Reproduce all of the material below, swapping each "put a point" for "place a point" and leaving every other word untouched.

**** DATA ROWS

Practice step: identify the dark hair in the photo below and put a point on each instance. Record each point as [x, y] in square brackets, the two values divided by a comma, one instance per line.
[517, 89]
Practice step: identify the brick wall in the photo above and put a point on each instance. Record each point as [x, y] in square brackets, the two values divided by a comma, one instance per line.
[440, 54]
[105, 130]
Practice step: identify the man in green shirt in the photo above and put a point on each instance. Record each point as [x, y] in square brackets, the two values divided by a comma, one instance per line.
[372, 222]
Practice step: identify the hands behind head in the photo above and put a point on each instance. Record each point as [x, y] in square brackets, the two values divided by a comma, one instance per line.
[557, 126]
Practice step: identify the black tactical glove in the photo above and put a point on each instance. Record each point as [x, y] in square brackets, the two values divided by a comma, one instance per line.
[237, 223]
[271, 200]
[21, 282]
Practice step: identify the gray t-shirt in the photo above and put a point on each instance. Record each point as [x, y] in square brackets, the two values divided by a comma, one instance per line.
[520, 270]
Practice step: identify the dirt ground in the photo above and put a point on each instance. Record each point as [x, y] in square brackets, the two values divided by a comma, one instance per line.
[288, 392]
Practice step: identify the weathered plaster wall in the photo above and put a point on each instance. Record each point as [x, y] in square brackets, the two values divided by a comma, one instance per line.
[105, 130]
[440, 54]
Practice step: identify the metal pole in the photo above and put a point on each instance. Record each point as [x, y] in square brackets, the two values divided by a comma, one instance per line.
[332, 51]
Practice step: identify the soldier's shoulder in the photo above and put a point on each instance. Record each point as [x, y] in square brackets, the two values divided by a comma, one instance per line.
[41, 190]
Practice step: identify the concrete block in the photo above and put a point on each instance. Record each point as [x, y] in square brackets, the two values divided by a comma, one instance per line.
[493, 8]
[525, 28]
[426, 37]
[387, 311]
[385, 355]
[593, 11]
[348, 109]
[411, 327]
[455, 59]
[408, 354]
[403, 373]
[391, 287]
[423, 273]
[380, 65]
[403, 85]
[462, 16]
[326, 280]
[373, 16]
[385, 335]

********

**SOLVED EXERCISE**
Practice step: identify the dark hair in the photo below and place a point on each instance. Record each point as [x, y] in square brackets, the two values divided by a comma, one instance per line.
[517, 89]
Practice step: identify the brick wall in the photo above and place a point on each instance. Record each point as [x, y] in square brackets, the two values divided by a comma, one instance per line.
[440, 54]
[105, 130]
Practice step: identify the man in green shirt in the photo above and place a point on each instance. Record each point as [x, y] in square brackets, the two values divided by a comma, one instance per line.
[372, 222]
Practice step: identify the hands behind head in the photo above and place a point on each instance. Record each point as [x, y] in square brackets, the two values divided by a comma, one instance per line.
[557, 126]
Practice step: identify the black tactical glove in the photo above and place a point on each instance. Record each point as [x, y] in square brackets, the two values divided by a comma, one instance per line.
[237, 223]
[271, 200]
[21, 282]
Practice step: identify the gray t-shirt in the photo above and place a point on each instance. Record each point as [x, y] in square brackets, the two values divided by a comma, one instance per line.
[520, 270]
Practice step: identify the dirt ground in the photo above and place a point on each instance. Record each point as [x, y] in square brackets, the two values divided by a comma, one instance per line.
[288, 392]
Practice step: identify the weathered plaster wall in the photo above and place a point on each instance. Record each point as [x, y] in square brackets, the two values divided by a comma, one instance per line.
[105, 130]
[440, 54]
Practice step: identify the metal pole in the photo above and place a point on each instance. Record each point as [x, y] in square brackets, the two values divided by a comma, one instance per line.
[332, 51]
Practice step: identify the soldier's shoulder in the photo above and place a point on each instance. Record each point as [x, y] in square brackets, the two values divided by a comma, one instance per line.
[41, 190]
Practice step: identify the concrete block in the photo above and place a point on each instance. Record each point as [x, y] in square brackets, the two values divided by a comma, one instance per line.
[493, 8]
[525, 28]
[426, 37]
[387, 311]
[385, 355]
[593, 11]
[348, 109]
[411, 327]
[455, 59]
[408, 354]
[403, 373]
[391, 287]
[423, 273]
[380, 65]
[403, 85]
[462, 16]
[326, 280]
[373, 16]
[385, 335]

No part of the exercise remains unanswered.